* _Source extract_

═══

Alan Morris, director of toxic substances control division of the state health department, acknowledged there had been a personnel change — the official who granted the initial variance was an Air Force reservist called into service after Sept. 11. But he said that had no effect on the agency’s policy.

“A reversal? That’s totally incorrect,’’ he said. “We honored the decision that had been made. ... It’s just that we had received a request to apply that variance to new material, which we found to be inappropriate.’’

The building owners, who had been granted a variance for removing the non-friable asbestos, had asked to apply that same exemption to the friable, easily airborne type, he said. Applying the variance to the friable asbestos, Morris said, could have sent particles floating across much of downtown.

“The bottom line that we gave was, if it’s friable, you can’t use the variance,’’ Morris said.

Morris, like others, said he doesn’t understand why the owners have had such difficulty removing the asbestos. “Our response is that the tornado affected a lot of buildings in Fort Worth and there were no others that had problems complying with asbestos requirements,’’ he said. “We did not have any other requests for variances.’’

Boecker said the plywood and asbestos problems were intertwined. They were reluctant to remove the plywood because it might have helped corral the friable asbestos during removal. But the owners couldn’t get state health officials to authorize their asbestos abatement proposals.

═══

* _Check your understanding_
1. According to the asbestos article, what type of asbestos was the building owners' original variance granted for?
2. Continue the asbestos article from its last sentence.
The lines that follow are not needed for anything here.

* _Provided information_
═══

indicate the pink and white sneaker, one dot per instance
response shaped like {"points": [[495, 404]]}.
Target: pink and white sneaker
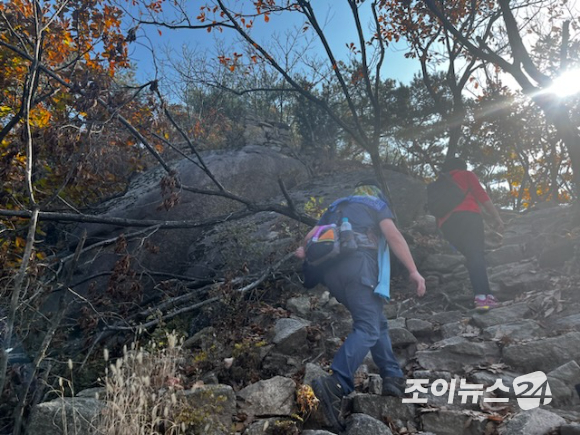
{"points": [[485, 302]]}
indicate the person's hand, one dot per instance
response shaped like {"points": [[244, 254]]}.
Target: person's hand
{"points": [[300, 252], [419, 283]]}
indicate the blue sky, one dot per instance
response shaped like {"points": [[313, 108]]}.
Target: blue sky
{"points": [[335, 17]]}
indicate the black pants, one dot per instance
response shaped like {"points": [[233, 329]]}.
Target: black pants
{"points": [[464, 230]]}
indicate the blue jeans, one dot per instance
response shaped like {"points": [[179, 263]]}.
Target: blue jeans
{"points": [[464, 230], [351, 281]]}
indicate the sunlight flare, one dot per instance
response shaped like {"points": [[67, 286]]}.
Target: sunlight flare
{"points": [[567, 84]]}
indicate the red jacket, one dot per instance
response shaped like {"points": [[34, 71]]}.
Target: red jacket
{"points": [[476, 195]]}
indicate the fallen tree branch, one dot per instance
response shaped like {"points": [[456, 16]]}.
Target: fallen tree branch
{"points": [[193, 307]]}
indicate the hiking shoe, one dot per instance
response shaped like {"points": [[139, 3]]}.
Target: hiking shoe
{"points": [[485, 302], [330, 393], [393, 386]]}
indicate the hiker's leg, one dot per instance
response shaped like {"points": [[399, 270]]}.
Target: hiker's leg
{"points": [[475, 254], [382, 352], [464, 230], [365, 308]]}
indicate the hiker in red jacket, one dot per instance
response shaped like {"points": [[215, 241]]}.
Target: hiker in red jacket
{"points": [[463, 228]]}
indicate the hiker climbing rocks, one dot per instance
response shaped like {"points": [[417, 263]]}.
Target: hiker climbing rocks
{"points": [[359, 280], [463, 228]]}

═══

* _Outputs in order_
1. Non-friable asbestos.

2.
“There were so many decisions with so many people,’’ he said. “All it did was amount to ... delay.’’

In the two and a half years since the tornado ravaged downtown, most other severely damaged buildings — small and large — have been repaired or torn down. The Mallick Tower and Cash America International buildings look better than they did before the tornado. The tiny West 7th Street Barber Shop, which was flattened, is back in business. A church just west of downtown was razed and the lot cleared.

Another notable exception is the building at 309 Commerce St., the Landmark Tower. Its windows are still covered with plywood. Maybe that is what Bass was referring to in his letter to Barr when he complained about being “held [to] the highest, though not necessarily universally enforced standards.’’

The owners announced plans to turn the Landmark Tower into condos about a year ago. That has yet to happen, but a spokesperson for the owners said an announcement is imminent. City code inspectors, meanwhile, were inspecting the building earlier this week.

The city hasn’t decided whether to open up the public purse to help Bass take down the tower. Officials said they’re still waiting for Bass to come back with precise figures on what he wants. Boecker said a formal request for financial help hasn’t been submitted because the decision hasn’t yet been made to tear it down.

Since Bass announced plans for fireproofing the building, the plywood has been removed from the window openings and replaced with fireproof covers. Instead of the wood being removed from the building, however, it was stacked inside the building, effectively just moving the hazard from the outside of the building to the inside — and creating what the city termed an “extreme fire load’’ and “significant fire hazard.’’

In a July 9, 2002, letter, Fire Marshall John James informed the owner’s demolition contractor that “storing combustible materials within the vacant high-rise’’ was a violation of three sections of the city fire code. City officials said the plywood has since been removed.

Boecker doesn’t know what fate ultimately awaits Bank One. But he said whatever decision is made will be the best for downtown.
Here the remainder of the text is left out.